EXERCISE DIRECTIONS
Reproduce the lines of the listing below, from the line with "This trail-cam photo was taken at dusk. Identify forested" to the line with "[562,275,693,406]", including both, and leave out the pictures.

#### EXTRACTED ENTRIES ####

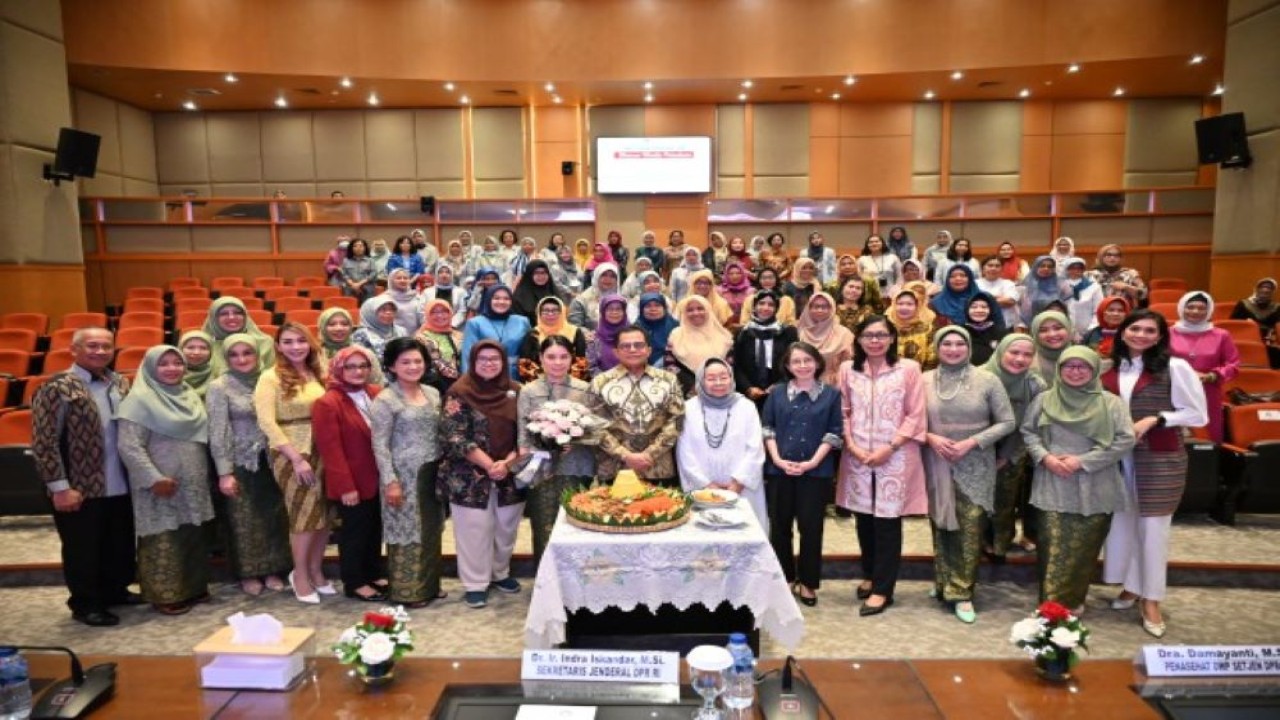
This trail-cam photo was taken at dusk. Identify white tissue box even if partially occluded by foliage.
[193,626,315,691]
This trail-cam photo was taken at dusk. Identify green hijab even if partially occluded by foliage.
[178,331,218,397]
[116,345,209,442]
[1038,345,1116,447]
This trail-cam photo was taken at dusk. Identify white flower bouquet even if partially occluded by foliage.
[333,606,413,676]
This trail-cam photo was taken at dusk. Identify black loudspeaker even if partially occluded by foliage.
[1196,113,1253,168]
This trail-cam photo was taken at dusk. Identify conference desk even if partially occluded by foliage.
[28,653,1158,720]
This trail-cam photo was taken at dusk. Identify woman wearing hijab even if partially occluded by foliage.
[888,283,938,370]
[116,345,214,615]
[462,284,531,379]
[378,268,422,337]
[369,337,444,609]
[253,322,338,605]
[663,295,733,397]
[1020,346,1134,614]
[178,331,216,398]
[796,292,854,384]
[962,292,1009,365]
[586,295,628,378]
[204,296,275,378]
[1102,308,1208,638]
[207,334,293,596]
[1169,291,1240,442]
[737,268,796,325]
[929,265,978,325]
[637,292,680,366]
[983,333,1046,561]
[517,295,589,383]
[512,254,561,316]
[676,357,769,527]
[414,300,462,395]
[924,325,1016,624]
[733,290,800,409]
[1021,255,1071,324]
[568,263,626,331]
[1080,297,1132,364]
[836,315,929,609]
[1030,310,1075,386]
[438,340,525,609]
[351,295,408,357]
[516,333,595,566]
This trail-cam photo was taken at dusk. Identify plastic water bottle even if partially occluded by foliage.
[0,646,31,720]
[721,633,755,717]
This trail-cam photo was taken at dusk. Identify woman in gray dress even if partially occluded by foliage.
[205,334,293,596]
[369,337,444,607]
[516,334,595,565]
[924,325,1015,623]
[116,345,214,615]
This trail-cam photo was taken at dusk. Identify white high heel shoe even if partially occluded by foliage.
[289,570,320,605]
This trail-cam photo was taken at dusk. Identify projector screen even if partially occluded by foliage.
[595,137,712,195]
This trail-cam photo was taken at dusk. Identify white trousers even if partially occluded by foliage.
[1102,502,1174,601]
[449,492,525,592]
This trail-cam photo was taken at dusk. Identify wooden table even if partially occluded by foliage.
[28,653,1158,720]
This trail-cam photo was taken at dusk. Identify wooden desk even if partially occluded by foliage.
[28,653,1158,720]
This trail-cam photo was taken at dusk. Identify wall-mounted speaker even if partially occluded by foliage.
[1196,113,1253,168]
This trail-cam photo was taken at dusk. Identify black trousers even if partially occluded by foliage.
[54,495,137,612]
[854,473,902,598]
[337,497,387,593]
[764,475,832,589]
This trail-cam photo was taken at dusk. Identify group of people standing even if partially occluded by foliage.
[33,228,1259,634]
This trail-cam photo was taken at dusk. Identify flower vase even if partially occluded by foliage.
[360,660,396,688]
[1036,650,1073,683]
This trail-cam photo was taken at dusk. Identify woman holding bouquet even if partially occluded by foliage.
[516,334,595,565]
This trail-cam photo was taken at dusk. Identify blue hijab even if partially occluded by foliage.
[636,292,680,365]
[932,264,978,325]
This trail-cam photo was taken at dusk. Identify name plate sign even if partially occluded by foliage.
[1142,644,1280,678]
[520,650,680,684]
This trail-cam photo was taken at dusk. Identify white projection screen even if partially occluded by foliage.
[595,137,712,195]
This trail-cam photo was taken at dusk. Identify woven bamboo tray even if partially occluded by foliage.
[564,511,690,536]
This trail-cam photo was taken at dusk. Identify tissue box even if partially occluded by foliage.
[193,626,315,691]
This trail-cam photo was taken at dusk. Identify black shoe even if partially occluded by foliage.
[72,610,120,628]
[858,597,893,618]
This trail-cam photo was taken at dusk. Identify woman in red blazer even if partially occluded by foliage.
[311,346,387,602]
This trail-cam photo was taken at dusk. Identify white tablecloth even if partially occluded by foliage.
[525,502,804,650]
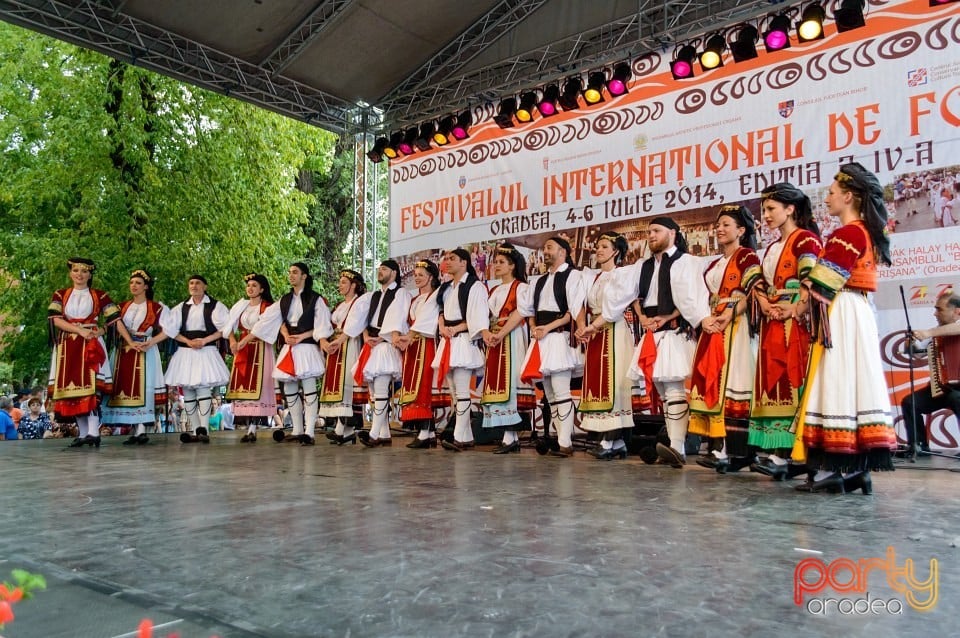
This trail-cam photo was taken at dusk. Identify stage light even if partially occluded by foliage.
[451,110,473,140]
[516,91,537,123]
[493,97,517,128]
[557,77,583,111]
[700,33,727,71]
[367,137,389,164]
[383,131,403,159]
[833,0,866,33]
[763,14,790,53]
[797,2,827,42]
[670,44,697,80]
[397,126,420,155]
[607,62,633,97]
[433,115,454,146]
[583,71,607,104]
[537,84,560,117]
[730,24,760,62]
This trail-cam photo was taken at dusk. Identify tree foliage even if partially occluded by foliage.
[0,24,352,380]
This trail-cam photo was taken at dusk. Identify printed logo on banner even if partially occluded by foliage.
[907,67,927,87]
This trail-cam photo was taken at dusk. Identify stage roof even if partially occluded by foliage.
[0,0,783,133]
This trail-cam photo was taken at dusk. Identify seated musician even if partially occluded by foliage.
[900,290,960,455]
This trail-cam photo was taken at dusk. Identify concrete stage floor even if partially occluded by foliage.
[0,432,960,638]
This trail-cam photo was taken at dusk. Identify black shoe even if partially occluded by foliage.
[810,472,843,494]
[407,437,437,450]
[493,440,520,454]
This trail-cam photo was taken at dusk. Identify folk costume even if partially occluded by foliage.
[47,258,120,447]
[160,282,230,443]
[319,270,372,445]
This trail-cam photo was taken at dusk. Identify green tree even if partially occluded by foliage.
[0,24,344,378]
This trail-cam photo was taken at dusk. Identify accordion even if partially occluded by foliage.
[927,336,960,397]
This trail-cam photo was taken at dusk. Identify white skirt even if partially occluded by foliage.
[628,330,697,381]
[163,346,230,388]
[520,332,583,377]
[431,332,487,370]
[273,343,326,382]
[362,341,403,383]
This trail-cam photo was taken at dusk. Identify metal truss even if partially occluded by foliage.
[0,0,354,133]
[378,0,783,128]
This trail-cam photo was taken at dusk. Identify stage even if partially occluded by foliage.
[0,432,960,638]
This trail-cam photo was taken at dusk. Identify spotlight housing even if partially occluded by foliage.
[670,44,697,80]
[537,84,560,117]
[516,91,538,124]
[367,137,390,164]
[493,97,517,128]
[583,71,607,104]
[763,13,790,53]
[797,2,827,42]
[450,109,473,140]
[730,24,760,62]
[700,33,727,71]
[833,0,866,33]
[607,62,633,97]
[557,77,583,111]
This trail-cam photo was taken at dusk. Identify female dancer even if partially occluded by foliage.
[161,275,230,443]
[226,273,277,443]
[797,163,897,494]
[47,257,125,447]
[748,183,823,480]
[393,259,449,449]
[103,268,170,445]
[576,232,636,460]
[318,268,371,445]
[480,244,536,454]
[689,205,761,474]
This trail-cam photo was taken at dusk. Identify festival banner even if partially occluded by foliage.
[390,0,960,448]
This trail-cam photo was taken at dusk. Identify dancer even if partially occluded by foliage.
[393,259,440,449]
[518,236,586,458]
[748,182,823,480]
[630,217,710,469]
[251,261,333,445]
[689,205,761,474]
[480,243,536,454]
[103,268,170,445]
[797,163,897,494]
[353,259,410,448]
[576,232,636,461]
[433,248,490,452]
[319,268,371,445]
[225,273,277,443]
[160,275,230,443]
[47,257,120,447]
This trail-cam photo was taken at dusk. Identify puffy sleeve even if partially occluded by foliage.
[314,297,333,341]
[465,281,490,340]
[343,292,373,338]
[160,302,183,339]
[807,224,870,302]
[670,254,710,328]
[601,266,636,323]
[250,299,283,343]
[223,299,250,336]
[380,287,412,335]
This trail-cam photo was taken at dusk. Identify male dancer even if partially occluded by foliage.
[354,259,410,447]
[632,217,710,468]
[251,262,333,445]
[517,236,586,457]
[434,248,490,452]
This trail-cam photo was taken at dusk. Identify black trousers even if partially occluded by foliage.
[900,385,960,445]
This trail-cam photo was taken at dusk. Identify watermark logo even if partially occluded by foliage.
[793,547,940,615]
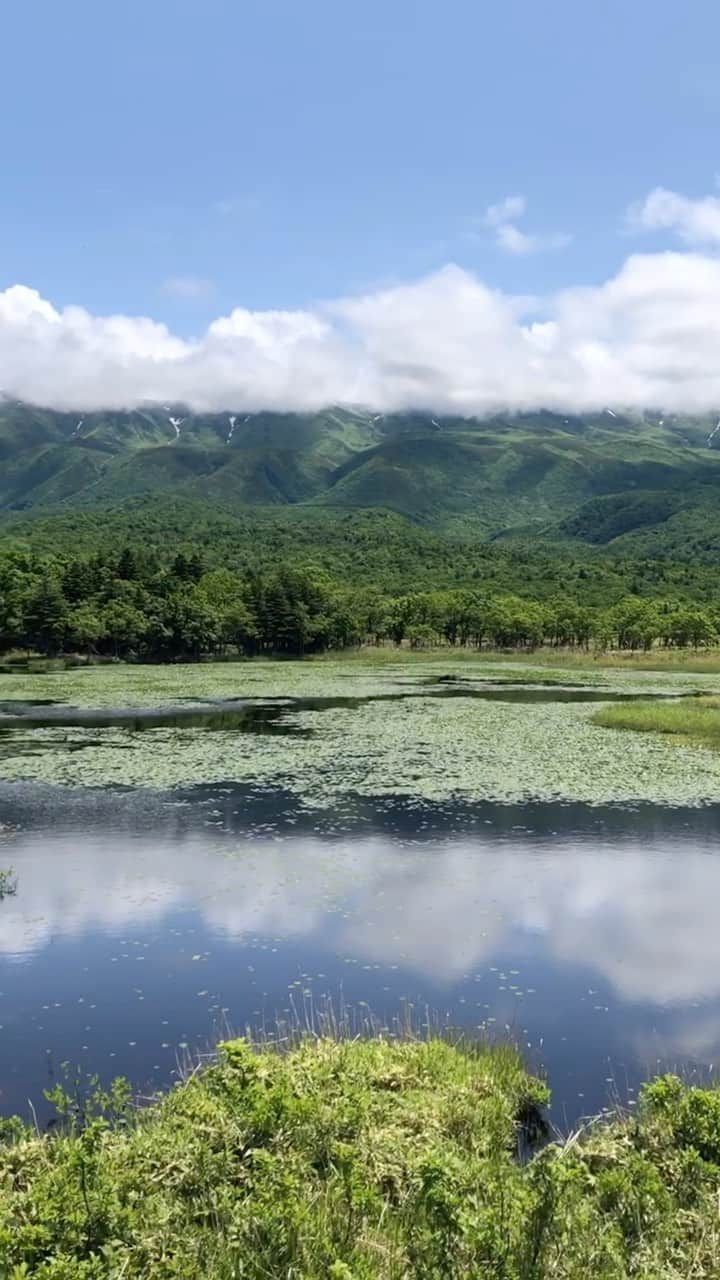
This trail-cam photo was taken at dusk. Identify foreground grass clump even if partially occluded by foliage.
[592,698,720,749]
[0,1039,720,1280]
[0,867,18,902]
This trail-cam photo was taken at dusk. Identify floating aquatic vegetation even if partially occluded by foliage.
[0,658,720,805]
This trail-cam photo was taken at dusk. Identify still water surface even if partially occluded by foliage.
[0,783,720,1125]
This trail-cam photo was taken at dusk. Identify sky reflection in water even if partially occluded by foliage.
[0,788,720,1123]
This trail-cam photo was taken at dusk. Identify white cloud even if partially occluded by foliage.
[483,196,570,253]
[626,187,720,244]
[0,238,720,415]
[163,275,215,302]
[484,196,528,227]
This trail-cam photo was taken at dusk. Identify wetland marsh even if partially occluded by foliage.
[0,655,720,1124]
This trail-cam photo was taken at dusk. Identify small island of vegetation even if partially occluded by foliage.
[0,1038,720,1280]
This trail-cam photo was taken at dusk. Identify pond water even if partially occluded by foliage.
[0,662,720,1126]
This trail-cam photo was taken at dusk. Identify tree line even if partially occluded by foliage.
[0,547,720,662]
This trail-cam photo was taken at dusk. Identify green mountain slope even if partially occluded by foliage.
[0,401,720,559]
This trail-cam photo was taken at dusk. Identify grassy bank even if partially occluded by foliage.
[592,698,720,749]
[0,1039,720,1280]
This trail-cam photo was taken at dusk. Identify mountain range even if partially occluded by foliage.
[0,399,720,559]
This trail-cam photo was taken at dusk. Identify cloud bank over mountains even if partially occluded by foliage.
[0,188,720,416]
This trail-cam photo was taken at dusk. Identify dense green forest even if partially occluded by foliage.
[0,545,720,660]
[0,401,720,660]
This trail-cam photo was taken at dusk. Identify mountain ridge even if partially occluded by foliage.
[0,401,720,556]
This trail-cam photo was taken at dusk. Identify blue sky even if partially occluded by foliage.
[0,0,720,411]
[0,0,720,333]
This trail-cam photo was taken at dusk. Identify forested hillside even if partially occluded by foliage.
[0,401,720,659]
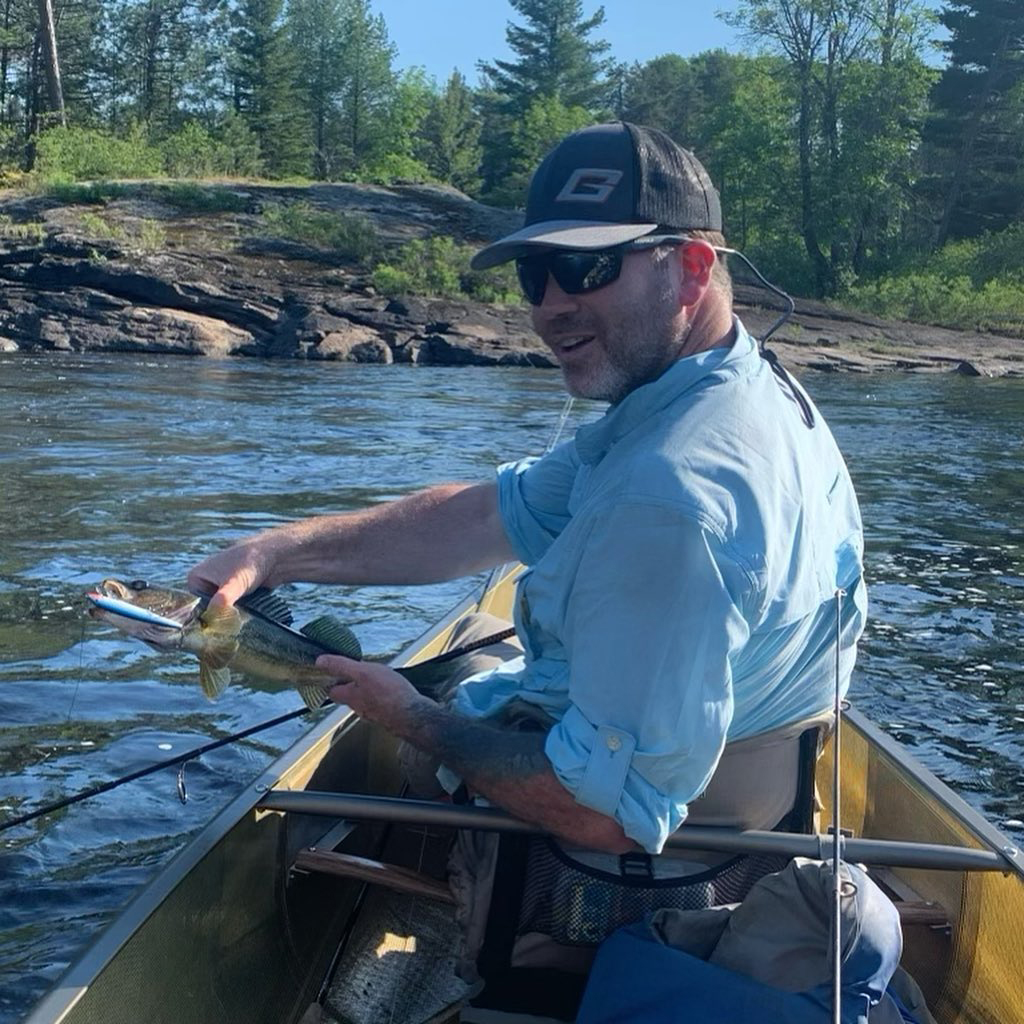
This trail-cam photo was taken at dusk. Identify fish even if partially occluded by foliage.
[85,579,362,710]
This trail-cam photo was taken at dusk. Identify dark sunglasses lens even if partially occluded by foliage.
[515,256,548,306]
[551,249,623,295]
[515,249,623,306]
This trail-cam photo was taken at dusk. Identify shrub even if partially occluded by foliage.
[160,182,250,213]
[0,213,46,242]
[160,121,220,178]
[357,153,435,185]
[79,210,125,242]
[844,270,1024,335]
[262,203,377,263]
[36,125,163,183]
[44,181,131,206]
[373,236,519,303]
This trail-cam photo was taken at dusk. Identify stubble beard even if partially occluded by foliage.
[562,275,693,406]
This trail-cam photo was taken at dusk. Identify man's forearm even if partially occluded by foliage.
[397,698,635,853]
[267,483,514,584]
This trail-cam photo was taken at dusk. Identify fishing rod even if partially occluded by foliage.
[0,624,515,833]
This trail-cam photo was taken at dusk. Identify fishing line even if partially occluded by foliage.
[0,628,515,833]
[65,618,85,725]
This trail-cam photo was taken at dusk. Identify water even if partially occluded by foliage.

####

ANSWER IN FULL
This trail-cam photo was taken at dusk. Identify forested hillside even if partially occluded by foliage.
[0,401,720,659]
This trail-cam photo was taken at dusk. Identify fish even if partially occluded by foliage.
[85,579,362,710]
This trail-cam photo was taken at dusk. Identify dark sunglasses lens even if partially occluded by foliage.
[515,256,548,306]
[551,249,623,295]
[515,249,623,306]
This trail-cam photo was taken at dusk. Identify shrub even if partially occluded by foliage.
[160,182,250,213]
[0,213,46,242]
[160,121,220,178]
[357,153,435,185]
[79,210,125,242]
[844,270,1024,335]
[262,203,377,263]
[36,125,163,183]
[44,181,131,206]
[373,236,519,303]
This trail-cam photo was taken at dusk. Identify stubble beard even if partially occluded by foliage.
[562,275,693,406]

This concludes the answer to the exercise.